### [GIVEN INFORMATION]
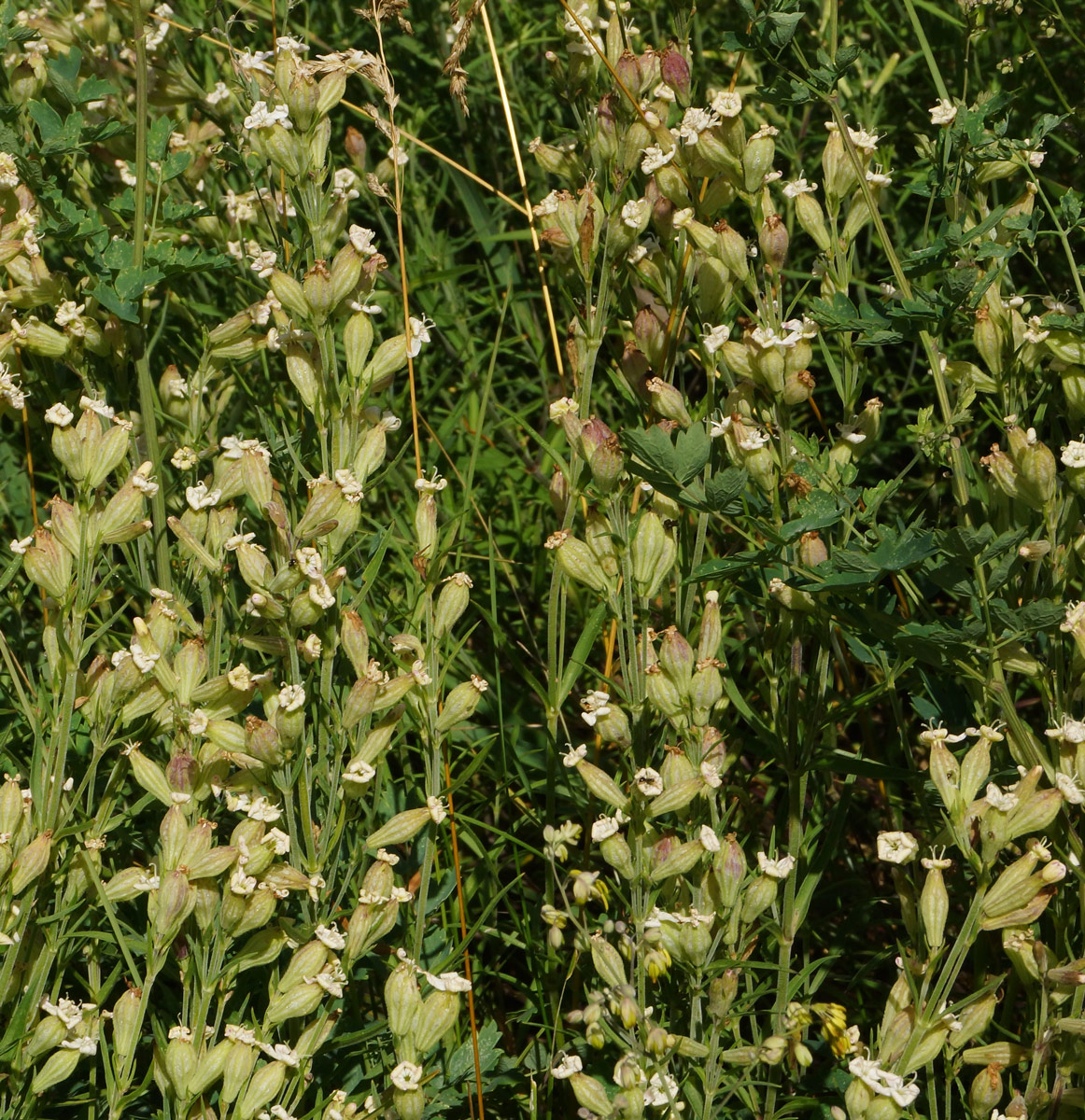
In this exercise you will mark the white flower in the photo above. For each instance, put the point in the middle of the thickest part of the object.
(649, 782)
(263, 118)
(776, 868)
(1000, 799)
(799, 186)
(280, 1053)
(87, 1046)
(262, 810)
(9, 174)
(66, 1011)
(604, 828)
(1074, 454)
(419, 334)
(60, 414)
(431, 485)
(221, 92)
(661, 1091)
(715, 337)
(896, 847)
(596, 705)
(574, 755)
(184, 458)
(694, 122)
(145, 659)
(291, 697)
(68, 313)
(262, 262)
(362, 240)
(241, 884)
(944, 112)
(200, 497)
(726, 105)
(448, 981)
(568, 1067)
(711, 774)
(635, 213)
(407, 1076)
(1036, 333)
(655, 158)
(1067, 785)
(548, 205)
(90, 404)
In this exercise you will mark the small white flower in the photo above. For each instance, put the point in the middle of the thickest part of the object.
(694, 122)
(776, 868)
(1067, 785)
(548, 205)
(448, 981)
(568, 1067)
(419, 334)
(60, 414)
(726, 105)
(635, 213)
(797, 188)
(655, 158)
(1002, 800)
(604, 828)
(85, 1045)
(944, 112)
(200, 497)
(896, 847)
(1074, 454)
(90, 404)
(261, 117)
(279, 839)
(432, 485)
(574, 755)
(362, 240)
(184, 458)
(9, 174)
(715, 337)
(1036, 333)
(649, 782)
(407, 1076)
(291, 697)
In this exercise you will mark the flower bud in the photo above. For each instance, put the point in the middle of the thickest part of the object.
(591, 1095)
(576, 560)
(31, 862)
(773, 241)
(669, 401)
(985, 1092)
(402, 1001)
(602, 785)
(460, 704)
(654, 553)
(263, 1086)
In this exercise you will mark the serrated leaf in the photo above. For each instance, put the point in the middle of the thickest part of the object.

### [DO THIS]
Could you write out again only the part of the records that opens with the line containing "In this exercise you will mark the small" and closes at the end of the records, both ends included and requests kept as they are, but with every coordinate in the answers multiplied by 0.75 and rounded to a whole number, halves going up?

### [SOLUTION]
In this exercise you will mark the small white flower in the photo above. For each instance, put the point in the middle of the thickest part of the object.
(521, 92)
(582, 651)
(800, 589)
(411, 154)
(336, 736)
(426, 800)
(314, 251)
(45, 311)
(545, 79)
(476, 160)
(598, 141)
(491, 119)
(752, 600)
(453, 621)
(64, 784)
(708, 84)
(150, 373)
(672, 635)
(806, 341)
(68, 303)
(196, 88)
(209, 629)
(324, 364)
(431, 566)
(272, 180)
(138, 344)
(7, 131)
(536, 253)
(777, 250)
(487, 587)
(305, 807)
(218, 523)
In this exercise you will mark the flower bud in the photo above. For each instance, put the point in the middle of the thickest part of the object.
(443, 821)
(432, 420)
(23, 647)
(580, 181)
(502, 301)
(739, 819)
(302, 751)
(452, 589)
(345, 528)
(491, 415)
(197, 815)
In this exercise you will mark the serrated leaf in the photo above. For each instance, put the point in the middle of the thickest part of the object.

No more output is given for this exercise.